* start Reading text *

No. [1,2,3].reject! { |x| x == 1 } would give you [3,2], rearranging the order of elements. It would work for sets.


maybe there's a finalization step that's necessary to free up memory? This seems like the most straightforward solution though


xg15's comment still makes sense if you replace "copy all ..." with "slide the remaining elements down by the number of removed elements" to match the mutative behavior.

However, a bigger problem is concurrent modification: What happens if your reject! predicate has a side effect which modifies the array? Ideally you'd receive a "ConcurrentModificationException" or the like.


That would still require O(n) space (to store the list of elements to keep or remove) so why not simply use the regular `reject` ?


No, before sliding elements, you set a local variable "dirty" to true. You iterate over all elements and keep the ones that are not rejected by moving them at the end of the current max index. When you code finishes normally, dirty is set to false.

You have an "ensure" block (finally) protecting the code which handles the cases where dirty is true (moving all the remaining elements after the current max). Then you truncate the array.


Because you're saving the O(N) time copy...

iirc, Ruby's array doesn't expose the distinction between length and capacity, but internally it may decide to amortize the cost of such copies. For example, if reject only removes a small % of elements, it may choose not to shrink capacity.


You're not saving the O(N) time copy, just replacing it with an O(N) slide.

(That's assuming you copy at all, instead of simply updating the reference.)


I meant O(N) space, as you said "That would still require O(n) space" - but a slide does not require additional space.


In a multithreaded context, even that isn't perfect; another thread can observe the array in an inconsistent state while you're mutating it. I wonder what Ruby does here?


If you're in a multithreaded context, then you need to handle locking of shared mutable memory; Ruby doesn't fix that for you (but it does make it pretty easy with stdlib Mutex and block syntax). MRI happens to make many basic operations thread-safe because of the GIL, but you shouldn't get into the habit of relying on that naively because it will stop working as you expect as soon as you start thinking of complex operations like reject! as 'just another atomic operation'.

* end Reading text *

• _Problem to work on_:
Transcribe, word for word, the portion of the Ruby reject! discussion starting at "(That's assuming you" and ending at "require additional space.". The listing that comes next is separate material, unrelated to the discussion of Ruby's reject! above.

* start Recorded information *

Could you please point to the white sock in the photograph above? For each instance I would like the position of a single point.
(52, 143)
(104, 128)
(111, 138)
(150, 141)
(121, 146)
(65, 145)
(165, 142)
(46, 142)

* end Recorded information *

• _Written answer_:
(That's assuming you copy at all, instead of simply updating the reference.)


I meant O(N) space, as you said "That would still require O(n) space" - but a slide does not require additional space.